* Work item *
Only the lines holding "draw" are wanted. Copy every one from the records below.

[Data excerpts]

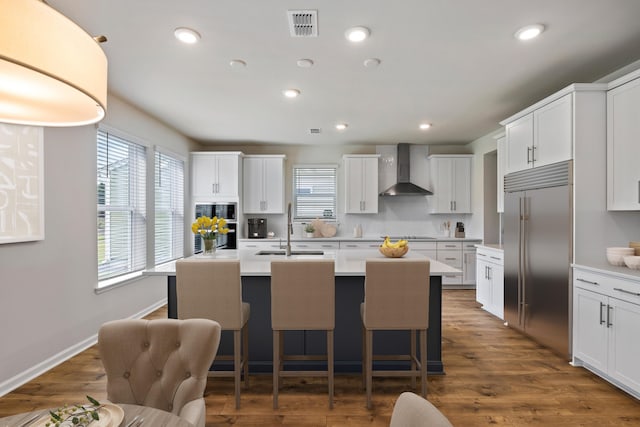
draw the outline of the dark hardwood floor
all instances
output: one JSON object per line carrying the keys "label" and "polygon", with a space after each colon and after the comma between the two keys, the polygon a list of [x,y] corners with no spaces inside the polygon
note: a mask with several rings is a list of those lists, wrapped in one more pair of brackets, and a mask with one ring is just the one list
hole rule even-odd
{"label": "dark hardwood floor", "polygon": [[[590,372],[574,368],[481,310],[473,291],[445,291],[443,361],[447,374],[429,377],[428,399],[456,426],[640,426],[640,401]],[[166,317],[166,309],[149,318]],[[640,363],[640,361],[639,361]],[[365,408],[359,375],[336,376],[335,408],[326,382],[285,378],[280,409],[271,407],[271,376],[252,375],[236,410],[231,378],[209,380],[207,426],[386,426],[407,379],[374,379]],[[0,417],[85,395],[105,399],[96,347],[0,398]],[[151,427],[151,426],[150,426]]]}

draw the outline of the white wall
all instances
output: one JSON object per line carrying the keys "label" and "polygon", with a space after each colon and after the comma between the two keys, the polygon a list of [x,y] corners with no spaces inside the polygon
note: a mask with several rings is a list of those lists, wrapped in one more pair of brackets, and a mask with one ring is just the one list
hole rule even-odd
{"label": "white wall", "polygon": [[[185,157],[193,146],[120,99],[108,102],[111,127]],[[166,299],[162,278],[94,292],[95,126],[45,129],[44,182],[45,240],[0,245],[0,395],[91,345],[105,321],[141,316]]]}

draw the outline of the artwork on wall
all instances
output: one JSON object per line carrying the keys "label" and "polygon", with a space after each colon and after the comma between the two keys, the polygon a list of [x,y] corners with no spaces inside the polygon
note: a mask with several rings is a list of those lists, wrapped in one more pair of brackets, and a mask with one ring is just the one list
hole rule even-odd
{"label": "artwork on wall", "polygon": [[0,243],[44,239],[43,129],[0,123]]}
==
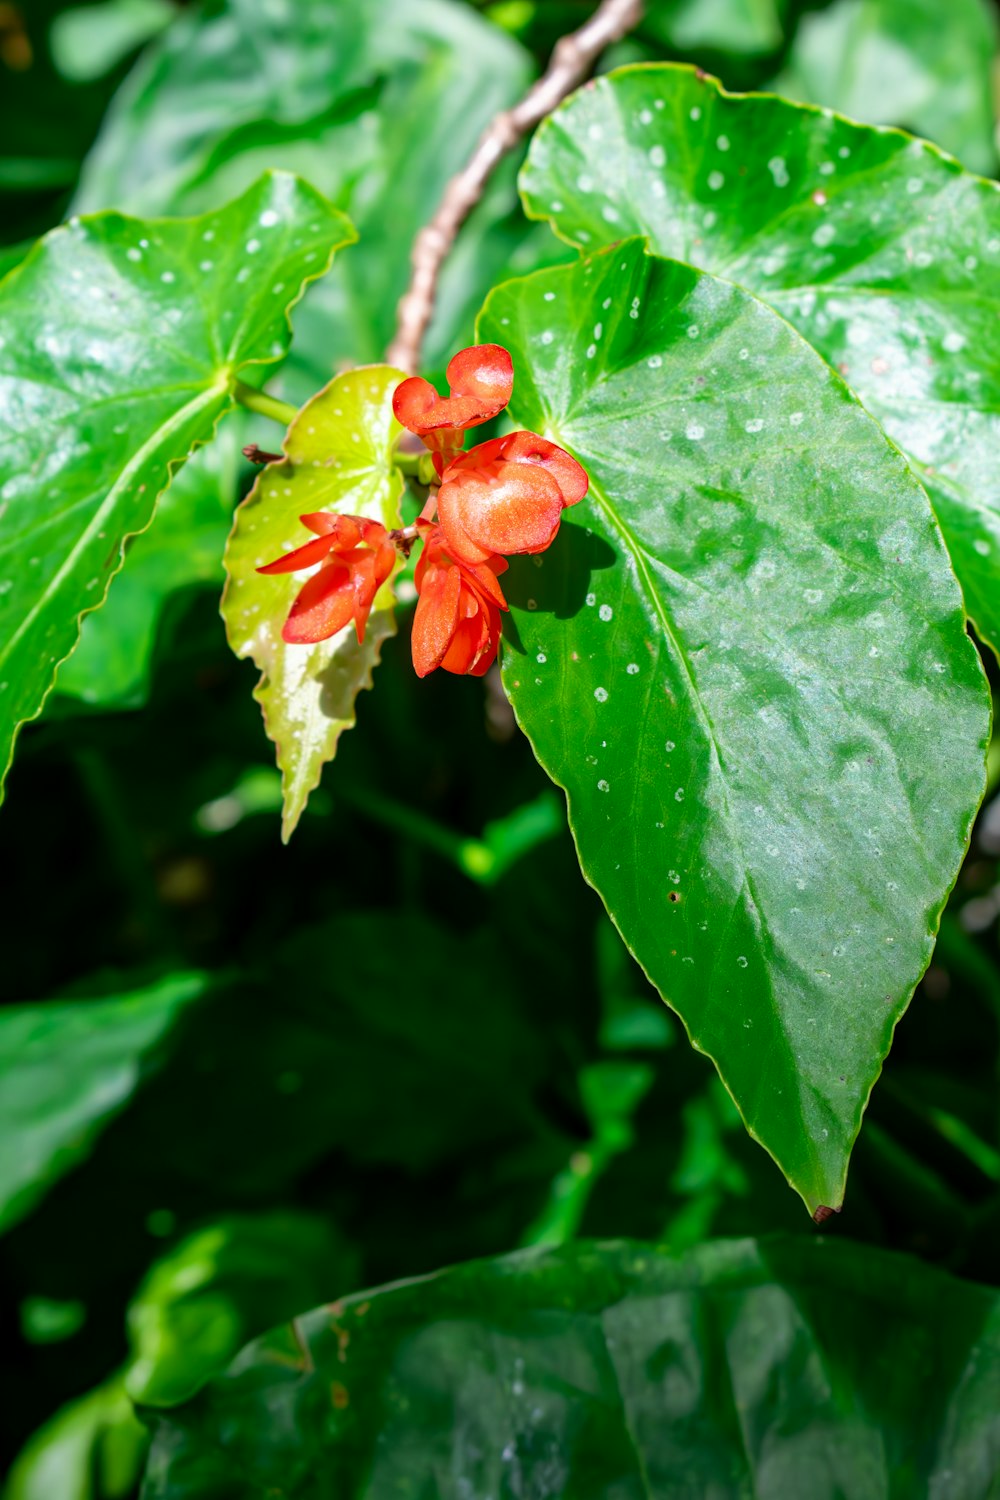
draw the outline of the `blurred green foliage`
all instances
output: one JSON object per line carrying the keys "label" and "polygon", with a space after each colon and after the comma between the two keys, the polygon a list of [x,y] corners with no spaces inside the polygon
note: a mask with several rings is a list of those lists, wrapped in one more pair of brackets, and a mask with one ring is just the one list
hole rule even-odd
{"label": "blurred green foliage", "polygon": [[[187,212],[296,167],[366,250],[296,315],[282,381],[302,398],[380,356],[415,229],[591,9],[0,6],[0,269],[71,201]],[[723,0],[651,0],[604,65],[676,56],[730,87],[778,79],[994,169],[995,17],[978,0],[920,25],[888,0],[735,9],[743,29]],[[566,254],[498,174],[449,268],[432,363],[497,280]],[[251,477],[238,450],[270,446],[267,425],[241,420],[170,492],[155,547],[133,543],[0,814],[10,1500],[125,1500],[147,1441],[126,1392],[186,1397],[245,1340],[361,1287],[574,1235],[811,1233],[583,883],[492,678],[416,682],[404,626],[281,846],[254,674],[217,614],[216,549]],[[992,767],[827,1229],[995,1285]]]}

* Answer *
draw the outline of the dark hardwood floor
draw the outline of the white wall
draw the outline of the artwork on wall
draw the outline of the `blurred green foliage`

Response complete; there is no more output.